— WHAT TO DO —
- A) In the leaf chromatography text, which kind of paper gives a better pigment separation?
- B) Copy the part of the leaf chromatography text that starts with "Finely chop 2-3" and ends with "container of leaves.".
____ EXTRACT PROVIDED
Perform Paper Chromatography on Leaves

The key steps are breaking open the cells in leaves and extracting the pigment molecule and then separating the pigment using the alcohol and paper.

Finely chop 2-3 leaves or several small leaves. If available, use a blender to break open the plant cells. The pigment molecules are in the chloroplasts of the cells, which are organelles encased within the plant cell walls. The more you break up the leave, the more pigment you’ll collect.
Add enough alcohol to just cover the leaves.
If you have more samples of leaves, repeat this process.
Cover the container of leaves and alcohol and set it in a shallow pan filled with enough hot tap water to surround and heat the container. You don’t want water getting into your container of leaves.
Replace the hot water with fresh water as it cools. Swirl the container of leaves around from time to time to aid the pigment extraction into the alcohol. The extraction is ready when the alcohol is deeply colored. The darker its color, the brighter the resulting chromatogram.
Cut a long strip of coffee filter or sturdy paper towel for each chromatography jar. Paper with an open mesh (like a paper towel) works quickly, but paper with a denser mesh (like a coffee filter) is slower but gives a better pigment separation.
Place a strip of paper into jar, with one end in the leaf and alcohol mixture and the other end extending upward and out of the jar.
The alcohol moves via capillary action and evaporation, pulling the pigment molecules along with it. Ultimately, you get bands of color, each containing different pigments. After 30 to 90 minutes (or whenever you achieve pigment separation), remove the paper strips and let them dry.

How Leaf Chromatography Works

Paper chromatography separates pigments in leaf cells on the basis of three criteria:

Molecule size

Solubility is a measure of how well a pigment molecule dissolves in the sol vent. In this project, the solvent is alcohol . Crushing the leaves breaks open cells so pigments interact with alcohol. Only molecules that are soluble in alcohol migrate with it up the paper.
________
____ RECORDED INFORMATION
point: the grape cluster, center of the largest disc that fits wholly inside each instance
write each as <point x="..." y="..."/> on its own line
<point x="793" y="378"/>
________
____ RECORDED INFORMATION
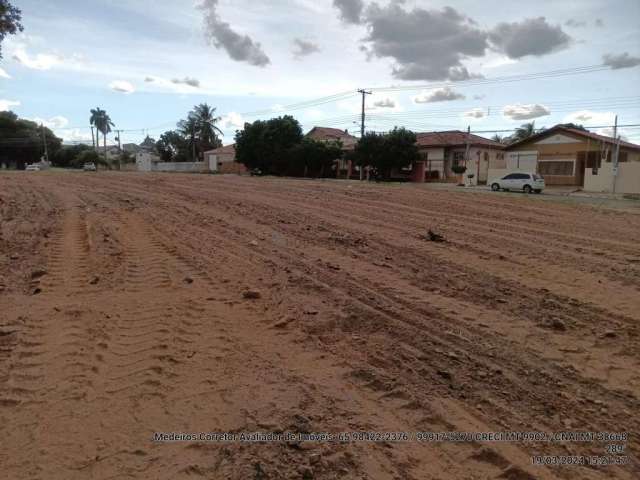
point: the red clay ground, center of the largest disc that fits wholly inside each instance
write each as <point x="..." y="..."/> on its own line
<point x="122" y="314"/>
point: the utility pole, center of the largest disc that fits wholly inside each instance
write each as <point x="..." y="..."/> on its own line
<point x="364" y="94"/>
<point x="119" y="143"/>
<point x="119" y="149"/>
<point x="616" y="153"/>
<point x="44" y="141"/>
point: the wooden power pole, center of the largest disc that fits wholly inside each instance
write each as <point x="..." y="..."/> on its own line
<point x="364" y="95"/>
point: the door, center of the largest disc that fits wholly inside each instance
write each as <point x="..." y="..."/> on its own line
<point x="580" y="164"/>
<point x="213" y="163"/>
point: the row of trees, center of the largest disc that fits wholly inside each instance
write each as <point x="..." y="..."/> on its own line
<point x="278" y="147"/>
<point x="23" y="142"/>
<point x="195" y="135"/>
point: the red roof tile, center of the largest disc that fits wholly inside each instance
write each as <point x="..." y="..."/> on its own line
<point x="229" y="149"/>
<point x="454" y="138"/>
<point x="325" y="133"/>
________
____ RECORDED INFORMATION
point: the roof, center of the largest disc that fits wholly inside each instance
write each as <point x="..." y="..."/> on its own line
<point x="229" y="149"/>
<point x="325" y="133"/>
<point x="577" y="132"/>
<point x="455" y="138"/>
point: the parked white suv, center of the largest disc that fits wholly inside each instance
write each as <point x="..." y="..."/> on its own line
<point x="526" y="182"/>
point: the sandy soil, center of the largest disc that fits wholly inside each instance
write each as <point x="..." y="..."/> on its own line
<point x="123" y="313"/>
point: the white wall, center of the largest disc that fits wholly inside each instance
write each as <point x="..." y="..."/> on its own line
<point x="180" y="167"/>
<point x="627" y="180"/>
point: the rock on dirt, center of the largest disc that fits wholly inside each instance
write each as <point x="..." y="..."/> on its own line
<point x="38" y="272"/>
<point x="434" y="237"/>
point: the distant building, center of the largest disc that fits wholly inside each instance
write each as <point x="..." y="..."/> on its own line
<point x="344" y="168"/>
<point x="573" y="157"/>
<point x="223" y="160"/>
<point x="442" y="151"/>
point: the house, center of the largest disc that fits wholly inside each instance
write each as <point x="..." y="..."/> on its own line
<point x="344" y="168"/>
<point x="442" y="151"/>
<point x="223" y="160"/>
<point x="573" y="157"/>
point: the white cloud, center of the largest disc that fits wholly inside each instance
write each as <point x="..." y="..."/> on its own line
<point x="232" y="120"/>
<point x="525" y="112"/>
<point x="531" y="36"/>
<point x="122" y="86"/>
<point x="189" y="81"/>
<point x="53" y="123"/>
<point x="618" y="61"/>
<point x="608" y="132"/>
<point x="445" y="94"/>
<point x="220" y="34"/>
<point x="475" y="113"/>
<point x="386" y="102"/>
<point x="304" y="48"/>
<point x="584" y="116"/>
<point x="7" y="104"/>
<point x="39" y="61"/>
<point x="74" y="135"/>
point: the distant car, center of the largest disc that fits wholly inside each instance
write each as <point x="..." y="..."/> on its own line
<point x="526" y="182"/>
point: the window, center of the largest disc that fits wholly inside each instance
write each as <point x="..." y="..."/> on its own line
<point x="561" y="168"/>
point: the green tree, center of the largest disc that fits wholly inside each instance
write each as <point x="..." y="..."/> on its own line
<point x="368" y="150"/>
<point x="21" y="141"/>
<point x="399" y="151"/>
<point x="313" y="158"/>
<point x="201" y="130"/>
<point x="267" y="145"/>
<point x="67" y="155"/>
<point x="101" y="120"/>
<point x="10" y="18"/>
________
— SOLUTIONS PER TASK —
- A) Paper with a denser mesh, like a coffee filter.

- B)
Finely chop 2-3 leaves or several small leaves. If available, use a blender to break open the plant cells. The pigment molecules are in the chloroplasts of the cells, which are organelles encased within the plant cell walls. The more you break up the leave, the more pigment you’ll collect.
Add enough alcohol to just cover the leaves.
If you have more samples of leaves, repeat this process.
Cover the container of leaves and alcohol and set it in a shallow pan filled with enough hot tap water to surround and heat the container. You don’t want water getting into your container of leaves.